QUOTED PASSAGE:
6 use cases perfect for passive equity funds  

In India, active versus passive debates can get as acrimonious as discussions on who deserved to win the ICC World Cup. Passive fund advocates rubbish all active managers and suggest that investors pack their portfolios with index funds. Active fund managers argue that owning a basket of stocks based on their market-cap is a poor way to approach long term investing.  

Based on our close tracking of fund performance, we believe there is a case to include both active and passive funds in your portfolio. You just need to know where to use them. If you have been tempted by the expanding menu of passive equity funds and are wondering where to fit them, here are the use cases that we think work best for them. 

Six use cases for passive equity funds

#1 Passive equity funds to make a start

If you are a beginner to equities, sifting through the 500-odd active equity funds and trying to figure out which ones are likely to deliver and which fund ‘style’ to use can be a daunting task. If you take the help of a distributor and opt for regular plans, you end up sacrificing some of your returns to a higher Total Expense Ratio (TER). For direct plans, you need to find a good fee-only advisor to guide you on your journey. 

Some people get so paralysed by all these choices that they keep putting off their equity investments. This is a big mistake. Making an early start is the most important factor to create wealth from equity funds – far more important than choosing the right fund. 

Beginner investors can make a quick start on equities by kicking off their journey with index funds. Funds that track the Nifty50, Nifty100 and Nifty Midcap150 are easy to acquire for a new investor and they rarely lead you stray. Refer to Prime Funds for specific passive fund recommendations. 

Funds that track the popular indices may not help you own the best businesses in the listed space. But they do help you make a start on equities, so that the compounding clock can begin ticking. You can gain experience of equities as asset class with passive funds and progress to active funds or direct stock investing once you are comfortable with them. 

#2 Hedge against active underperformance 

Active funds in certain categories consistently struggle to beat their benchmarks. In such categories, with majority of active managers not matching up to the index, the probability of your being able to identify outperforming funds and own them is low. There may also be no point in shelling out a much higher TER for an active fund that outperforms the index sporadically or only by a whisker.

DATA RECORDS:
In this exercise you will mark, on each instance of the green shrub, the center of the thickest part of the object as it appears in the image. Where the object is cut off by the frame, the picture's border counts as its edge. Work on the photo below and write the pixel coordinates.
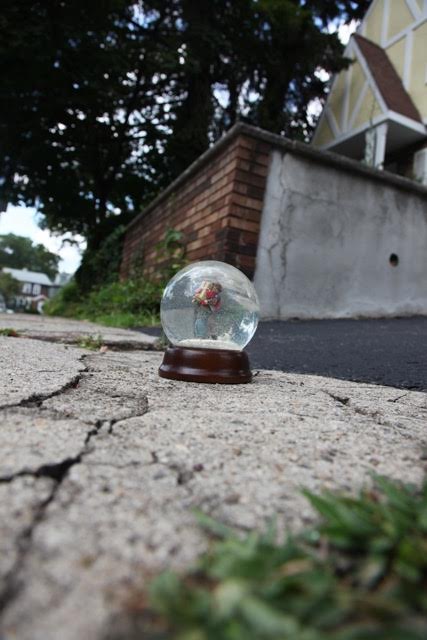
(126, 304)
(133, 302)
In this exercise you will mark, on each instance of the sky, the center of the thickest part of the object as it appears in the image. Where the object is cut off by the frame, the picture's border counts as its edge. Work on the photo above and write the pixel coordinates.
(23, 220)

---

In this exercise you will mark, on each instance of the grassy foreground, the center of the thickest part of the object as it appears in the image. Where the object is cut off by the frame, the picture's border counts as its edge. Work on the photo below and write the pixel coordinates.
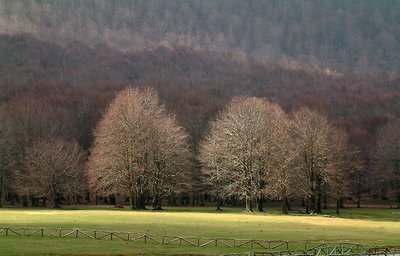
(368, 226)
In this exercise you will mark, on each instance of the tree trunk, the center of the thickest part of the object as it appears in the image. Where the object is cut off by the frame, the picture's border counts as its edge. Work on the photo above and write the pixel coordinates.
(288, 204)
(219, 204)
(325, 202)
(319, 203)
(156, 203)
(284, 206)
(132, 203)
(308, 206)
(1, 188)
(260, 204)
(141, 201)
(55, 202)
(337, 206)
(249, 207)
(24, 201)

* * *

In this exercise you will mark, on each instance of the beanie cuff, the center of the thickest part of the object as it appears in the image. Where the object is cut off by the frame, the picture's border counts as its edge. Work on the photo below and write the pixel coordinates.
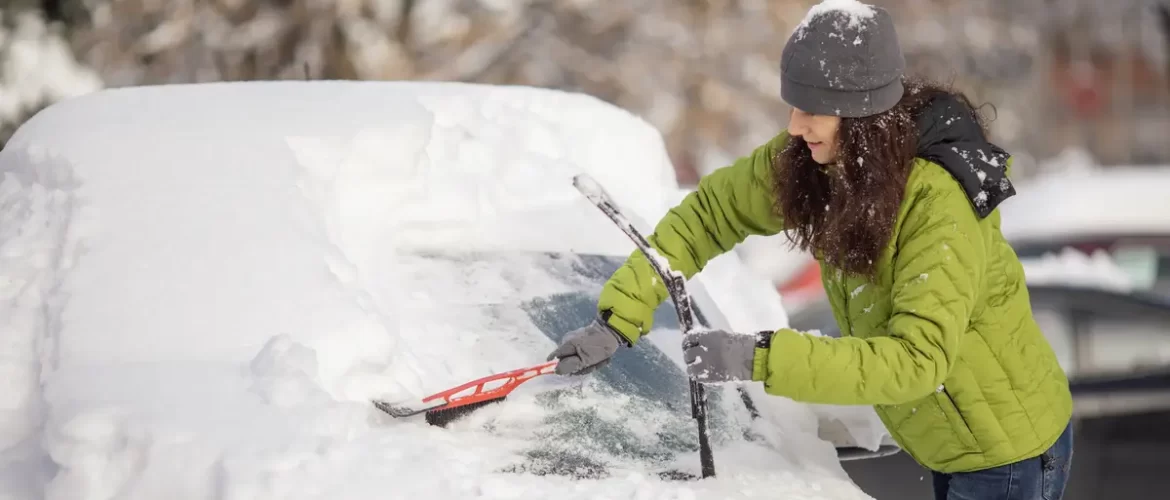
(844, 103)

YOUR TASKS:
[1] According to the passive funds article, what is the most important factor in creating wealth from equity funds?
[2] Print the part of the passive funds article starting at "Based on our" and ending at "best for them.".
The listing has no connection to the passive funds article.

WRITTEN ANSWERS:
[1] Making an early start.

[2]
Based on our close tracking of fund performance, we believe there is a case to include both active and passive funds in your portfolio. You just need to know where to use them. If you have been tempted by the expanding menu of passive equity funds and are wondering where to fit them, here are the use cases that we think work best for them.